## TASK INPUT
============================================================

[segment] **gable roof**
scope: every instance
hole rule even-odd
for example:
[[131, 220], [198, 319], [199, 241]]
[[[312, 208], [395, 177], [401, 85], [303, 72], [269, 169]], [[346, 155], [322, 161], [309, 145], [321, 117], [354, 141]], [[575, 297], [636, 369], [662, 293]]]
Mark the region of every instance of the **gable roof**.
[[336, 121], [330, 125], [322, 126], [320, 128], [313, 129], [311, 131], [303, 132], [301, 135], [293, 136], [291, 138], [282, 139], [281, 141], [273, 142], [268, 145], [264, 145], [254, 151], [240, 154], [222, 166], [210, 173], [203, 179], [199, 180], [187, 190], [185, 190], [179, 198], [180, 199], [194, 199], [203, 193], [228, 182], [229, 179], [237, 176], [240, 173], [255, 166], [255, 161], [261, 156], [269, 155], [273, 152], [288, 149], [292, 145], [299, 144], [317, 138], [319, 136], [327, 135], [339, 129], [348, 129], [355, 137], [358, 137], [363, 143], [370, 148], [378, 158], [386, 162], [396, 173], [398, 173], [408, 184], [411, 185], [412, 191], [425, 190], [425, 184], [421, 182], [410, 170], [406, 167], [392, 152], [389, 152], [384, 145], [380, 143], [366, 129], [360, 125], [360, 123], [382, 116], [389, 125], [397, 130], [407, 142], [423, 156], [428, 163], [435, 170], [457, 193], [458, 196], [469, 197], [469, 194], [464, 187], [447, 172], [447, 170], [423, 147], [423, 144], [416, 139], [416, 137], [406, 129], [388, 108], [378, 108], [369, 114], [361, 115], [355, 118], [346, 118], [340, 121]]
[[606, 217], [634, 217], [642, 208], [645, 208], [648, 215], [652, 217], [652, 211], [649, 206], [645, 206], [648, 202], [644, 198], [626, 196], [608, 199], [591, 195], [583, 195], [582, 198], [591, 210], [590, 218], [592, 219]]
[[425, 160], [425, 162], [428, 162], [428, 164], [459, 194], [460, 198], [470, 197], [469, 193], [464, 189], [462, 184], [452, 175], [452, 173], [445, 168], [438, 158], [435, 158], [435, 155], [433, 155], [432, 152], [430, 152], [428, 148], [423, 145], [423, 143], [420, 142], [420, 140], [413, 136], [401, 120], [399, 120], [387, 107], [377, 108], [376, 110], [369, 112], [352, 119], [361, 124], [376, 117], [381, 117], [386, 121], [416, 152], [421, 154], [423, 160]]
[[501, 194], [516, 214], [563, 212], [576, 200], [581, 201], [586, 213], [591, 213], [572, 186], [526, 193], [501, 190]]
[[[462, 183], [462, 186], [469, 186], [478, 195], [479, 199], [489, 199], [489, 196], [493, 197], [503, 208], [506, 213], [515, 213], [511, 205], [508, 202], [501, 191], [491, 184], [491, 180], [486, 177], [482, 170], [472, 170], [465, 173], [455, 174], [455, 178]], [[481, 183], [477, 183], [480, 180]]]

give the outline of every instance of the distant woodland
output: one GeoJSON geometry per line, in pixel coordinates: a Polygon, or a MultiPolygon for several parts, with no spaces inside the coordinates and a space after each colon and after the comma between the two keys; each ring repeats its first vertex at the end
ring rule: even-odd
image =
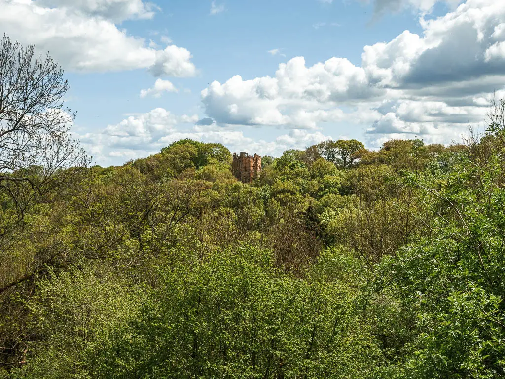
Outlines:
{"type": "Polygon", "coordinates": [[[448,146],[220,144],[120,167],[0,45],[0,378],[505,377],[505,103],[448,146]],[[252,152],[254,153],[254,152],[252,152]]]}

============================================================

## STATED TASK
Copy the records from the start through the line containing "118], [340, 121]]", including both ends.

## ANSWER TO THIS TASK
[segment] **gable roof**
scope: every instance
hole rule even-odd
for example:
[[131, 220], [198, 319], [199, 241]]
[[[312, 208], [395, 177], [401, 85], [303, 72], [269, 169]], [[346, 155], [322, 161], [309, 145], [321, 117], [354, 141]], [[575, 297], [636, 369], [662, 293]]]
Mark the region of every instance of the **gable roof**.
[[336, 121], [330, 125], [322, 126], [320, 128], [313, 129], [311, 131], [303, 132], [301, 135], [293, 136], [291, 138], [282, 139], [281, 141], [273, 142], [268, 145], [264, 145], [254, 151], [240, 154], [222, 166], [210, 173], [203, 179], [199, 180], [187, 190], [185, 190], [179, 198], [180, 199], [194, 199], [203, 193], [228, 182], [229, 179], [237, 176], [240, 173], [255, 166], [255, 161], [261, 156], [269, 155], [273, 152], [288, 149], [292, 145], [299, 144], [317, 138], [319, 136], [327, 135], [339, 129], [348, 129], [355, 137], [358, 137], [363, 143], [370, 148], [378, 158], [386, 162], [396, 173], [398, 173], [408, 184], [411, 185], [412, 191], [425, 190], [425, 184], [421, 182], [410, 170], [406, 167], [392, 152], [389, 152], [384, 145], [380, 143], [366, 129], [360, 125], [360, 123], [382, 116], [389, 125], [397, 130], [407, 142], [423, 156], [428, 163], [435, 170], [457, 193], [458, 196], [469, 197], [469, 194], [464, 187], [447, 172], [447, 170], [423, 147], [423, 144], [416, 139], [416, 137], [406, 129], [388, 108], [378, 108], [369, 114], [361, 115], [355, 118], [346, 118], [340, 121]]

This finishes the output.